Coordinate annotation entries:

** Start **

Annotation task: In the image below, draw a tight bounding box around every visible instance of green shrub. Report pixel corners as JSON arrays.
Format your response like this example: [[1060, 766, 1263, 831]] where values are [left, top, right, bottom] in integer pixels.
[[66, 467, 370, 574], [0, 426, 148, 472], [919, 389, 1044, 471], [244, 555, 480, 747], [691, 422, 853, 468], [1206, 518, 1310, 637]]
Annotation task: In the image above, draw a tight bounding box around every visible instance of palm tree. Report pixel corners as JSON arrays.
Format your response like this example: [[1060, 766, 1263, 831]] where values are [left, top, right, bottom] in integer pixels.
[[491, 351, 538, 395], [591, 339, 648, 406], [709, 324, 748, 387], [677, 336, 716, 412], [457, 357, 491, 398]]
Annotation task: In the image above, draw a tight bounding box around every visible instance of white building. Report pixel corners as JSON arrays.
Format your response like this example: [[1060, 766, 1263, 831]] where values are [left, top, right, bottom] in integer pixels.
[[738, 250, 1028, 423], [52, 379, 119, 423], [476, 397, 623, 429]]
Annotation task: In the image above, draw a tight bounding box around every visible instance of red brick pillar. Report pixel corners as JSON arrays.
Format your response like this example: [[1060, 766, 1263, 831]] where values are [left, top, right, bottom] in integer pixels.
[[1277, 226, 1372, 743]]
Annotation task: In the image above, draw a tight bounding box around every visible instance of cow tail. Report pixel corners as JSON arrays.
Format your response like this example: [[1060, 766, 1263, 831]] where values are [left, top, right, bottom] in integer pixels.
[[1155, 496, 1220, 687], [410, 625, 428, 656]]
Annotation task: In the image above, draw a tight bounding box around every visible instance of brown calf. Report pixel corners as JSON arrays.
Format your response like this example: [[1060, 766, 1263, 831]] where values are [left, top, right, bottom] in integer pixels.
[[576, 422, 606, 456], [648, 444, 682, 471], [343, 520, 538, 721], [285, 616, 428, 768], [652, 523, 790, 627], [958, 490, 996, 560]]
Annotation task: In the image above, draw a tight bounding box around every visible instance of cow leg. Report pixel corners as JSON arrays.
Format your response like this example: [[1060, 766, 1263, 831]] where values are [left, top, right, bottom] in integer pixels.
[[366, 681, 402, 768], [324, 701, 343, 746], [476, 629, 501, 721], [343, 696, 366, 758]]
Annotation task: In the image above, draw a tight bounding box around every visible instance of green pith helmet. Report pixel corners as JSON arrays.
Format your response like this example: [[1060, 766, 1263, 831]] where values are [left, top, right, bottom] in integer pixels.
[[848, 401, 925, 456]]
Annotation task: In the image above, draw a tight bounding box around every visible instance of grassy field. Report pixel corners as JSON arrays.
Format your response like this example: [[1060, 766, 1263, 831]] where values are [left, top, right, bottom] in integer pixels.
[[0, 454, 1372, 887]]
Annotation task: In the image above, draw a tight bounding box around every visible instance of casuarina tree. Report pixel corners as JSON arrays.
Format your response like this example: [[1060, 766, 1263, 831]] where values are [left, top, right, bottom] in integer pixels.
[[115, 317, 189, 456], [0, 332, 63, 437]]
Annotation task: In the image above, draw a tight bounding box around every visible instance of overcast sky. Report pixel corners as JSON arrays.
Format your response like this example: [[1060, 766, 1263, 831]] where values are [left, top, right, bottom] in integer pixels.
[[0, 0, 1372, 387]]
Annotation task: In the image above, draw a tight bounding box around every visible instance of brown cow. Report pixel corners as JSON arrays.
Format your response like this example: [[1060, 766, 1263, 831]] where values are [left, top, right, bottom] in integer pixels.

** End **

▶ **PROMPT**
Write out the lines above again, changing every "tight bounding box" to "snug bounding rectangle" and keeping everything else the same.

▶ **WRITTEN SOLUTION**
Annotation task: In the image below, draw a snug bounding rectangle around every visible instance of green shrub. Report pixel corners as JSON arrays.
Format your response like this example: [[1060, 766, 1263, 831]] where values are [left, top, right, bottom] in integer pixels.
[[66, 467, 370, 574], [0, 426, 148, 472], [919, 389, 1044, 471], [244, 555, 480, 747], [691, 422, 853, 468], [1206, 518, 1310, 637]]
Annotation task: In the image above, draw a snug bounding rectangle around every visible instance of palm tree. Report pixel corners as JSON arrays.
Format your response like this example: [[1060, 766, 1263, 831]] where values are [left, top, right, bottom] in integer pixels.
[[491, 351, 538, 395], [591, 339, 648, 406], [709, 324, 748, 387], [677, 336, 716, 412], [457, 357, 491, 398]]
Annotation task: In the image above, draw a snug bounding rectangle around every visible instance of white building. Report pixel corners as JSON arrays.
Format your response like this example: [[1060, 766, 1263, 831]] where values are [left, top, right, bottom] in integer pixels.
[[738, 250, 1028, 423], [52, 379, 119, 423], [476, 397, 623, 429]]
Annotation task: In the image above, draw a snug bounding rectangle around every visible instance of red brick pillar. Report pixel corners as JSON arrays.
Format your response like this example: [[1060, 766, 1263, 831]] where values are [left, top, right, bottom] in integer pixels.
[[1277, 226, 1372, 743]]
Annotation task: In the image above, draw a snug bounding rectangle around every visible instance of cow tail. Report pixel corners as JSON arrays.
Format your response like this example: [[1060, 766, 1263, 831]] where values are [left, top, right, bottom] in integer pixels.
[[1155, 496, 1220, 687], [410, 625, 428, 656]]
Annotation task: In the image above, draw a snug bounding rectangle around every visible instance of brown calf. Report pixel corners as JSON arrays.
Format your response like this example: [[1060, 766, 1263, 831]] where values are [left, top, right, bottom] in integer pixels.
[[576, 422, 606, 456], [648, 444, 682, 471], [343, 520, 538, 721], [285, 616, 428, 768], [652, 523, 790, 627], [958, 490, 996, 560]]
Annotation task: In the image above, draw a snug bounding rectangle around every visible instance of cow leg. Report pixel corners as JSON arrays.
Format your response like this example: [[1060, 766, 1263, 831]] where values are [left, top, right, bottom] in integer pixels.
[[366, 681, 402, 768], [324, 701, 343, 746], [476, 629, 501, 721], [343, 696, 366, 758]]
Annotation task: In the image above, draw a snug bounding rectangle around every visible instance of green pith helmet. Report pixel corners as JSON arrays.
Format your response like this example: [[1060, 766, 1263, 831]] where values are [left, top, right, bottom] in integer pixels.
[[848, 401, 925, 456]]
Annotation task: In the image above, draw a snug bounding rectangle around every visible instance of grassy field. Report pixel corners as JSON arrays.
Format your response like this example: [[1060, 766, 1263, 831]] where values are [left, top, right, bottom] in integer pixels.
[[0, 454, 1372, 887]]
Annotation task: In the image above, draw a snug bounding rectangle around every visible instance of casuarina tree. Report pixel corners as JSON arrays.
Format your response like this example: [[1060, 766, 1263, 831]] where values are [left, top, right, bottom] in integer pixels.
[[115, 317, 189, 456], [0, 332, 63, 437]]
Annotation task: In the image above, draw a snug bounding rectangle around every visible instance of overcast sky. Report pixel corners as JSON arrays.
Format your response like this example: [[1060, 766, 1263, 831]] where values are [left, top, right, bottom] in integer pixels.
[[0, 0, 1372, 387]]
Annotation task: In the image above, draw a snug bounding rectangle around every visible instance of brown cow. Report pixel corners as JSON arrays.
Format your response like this example: [[1060, 766, 1263, 831]] where values are [left, top, right, bottom] in integer pixels.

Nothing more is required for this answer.